**Descripción de la tarea**. Copia los registros desde el principio hasta la línea que contiene "M 474 245 L", ambas incluidas, y cambia "driftwood" por "seaweed" sin tocar nada más.

++++ Datos almacenados

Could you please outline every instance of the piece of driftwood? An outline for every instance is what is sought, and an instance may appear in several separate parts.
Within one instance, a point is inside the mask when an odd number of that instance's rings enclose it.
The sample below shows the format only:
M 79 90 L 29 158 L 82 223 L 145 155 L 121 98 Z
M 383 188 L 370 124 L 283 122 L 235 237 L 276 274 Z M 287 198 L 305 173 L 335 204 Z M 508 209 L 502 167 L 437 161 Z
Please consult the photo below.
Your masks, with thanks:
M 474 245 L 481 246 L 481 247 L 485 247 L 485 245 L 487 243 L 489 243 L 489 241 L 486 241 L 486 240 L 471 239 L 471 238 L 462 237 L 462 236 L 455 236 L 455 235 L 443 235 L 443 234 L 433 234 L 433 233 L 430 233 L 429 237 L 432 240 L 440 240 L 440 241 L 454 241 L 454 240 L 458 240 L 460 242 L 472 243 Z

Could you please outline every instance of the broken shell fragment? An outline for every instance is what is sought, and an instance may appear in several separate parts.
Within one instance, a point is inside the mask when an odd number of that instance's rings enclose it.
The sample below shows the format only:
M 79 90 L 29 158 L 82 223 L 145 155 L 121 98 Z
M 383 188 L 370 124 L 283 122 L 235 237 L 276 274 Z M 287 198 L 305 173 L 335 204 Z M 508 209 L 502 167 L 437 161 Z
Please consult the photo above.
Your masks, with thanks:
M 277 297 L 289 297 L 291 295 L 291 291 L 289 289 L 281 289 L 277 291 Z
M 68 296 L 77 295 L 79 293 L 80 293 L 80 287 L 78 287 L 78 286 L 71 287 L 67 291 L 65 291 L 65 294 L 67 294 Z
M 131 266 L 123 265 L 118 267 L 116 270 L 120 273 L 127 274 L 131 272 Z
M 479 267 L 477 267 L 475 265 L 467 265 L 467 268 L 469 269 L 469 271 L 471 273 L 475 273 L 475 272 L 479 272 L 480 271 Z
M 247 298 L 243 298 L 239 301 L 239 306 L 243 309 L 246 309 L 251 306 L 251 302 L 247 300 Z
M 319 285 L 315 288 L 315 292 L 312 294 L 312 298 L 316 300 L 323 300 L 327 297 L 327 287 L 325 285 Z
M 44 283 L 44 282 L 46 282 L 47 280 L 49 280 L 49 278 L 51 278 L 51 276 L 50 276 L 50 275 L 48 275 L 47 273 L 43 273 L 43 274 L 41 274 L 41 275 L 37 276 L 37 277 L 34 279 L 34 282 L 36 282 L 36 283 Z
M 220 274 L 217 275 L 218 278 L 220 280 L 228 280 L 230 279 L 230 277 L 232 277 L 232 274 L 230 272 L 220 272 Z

++++++++

**Respuesta al problema**.
Could you please outline every instance of the piece of seaweed? An outline for every instance is what is sought, and an instance may appear in several separate parts.
Within one instance, a point is inside the mask when an odd number of that instance's rings enclose it.
The sample below shows the format only:
M 79 90 L 29 158 L 82 223 L 145 155 L 121 98 Z
M 383 188 L 370 124 L 283 122 L 235 237 L 276 274 Z M 287 198 L 305 173 L 335 204 Z M 508 209 L 502 167 L 437 161 Z
Please consult the photo below.
Your masks, with thanks:
M 474 245 L 481 246 L 481 247 L 485 247 L 485 245 L 487 243 L 489 243 L 489 241 L 486 241 L 486 240 L 471 239 L 471 238 L 462 237 L 462 236 L 455 236 L 455 235 L 443 235 L 443 234 L 433 234 L 433 233 L 430 233 L 429 237 L 432 240 L 440 240 L 440 241 L 454 241 L 454 240 L 458 240 L 460 242 L 472 243 Z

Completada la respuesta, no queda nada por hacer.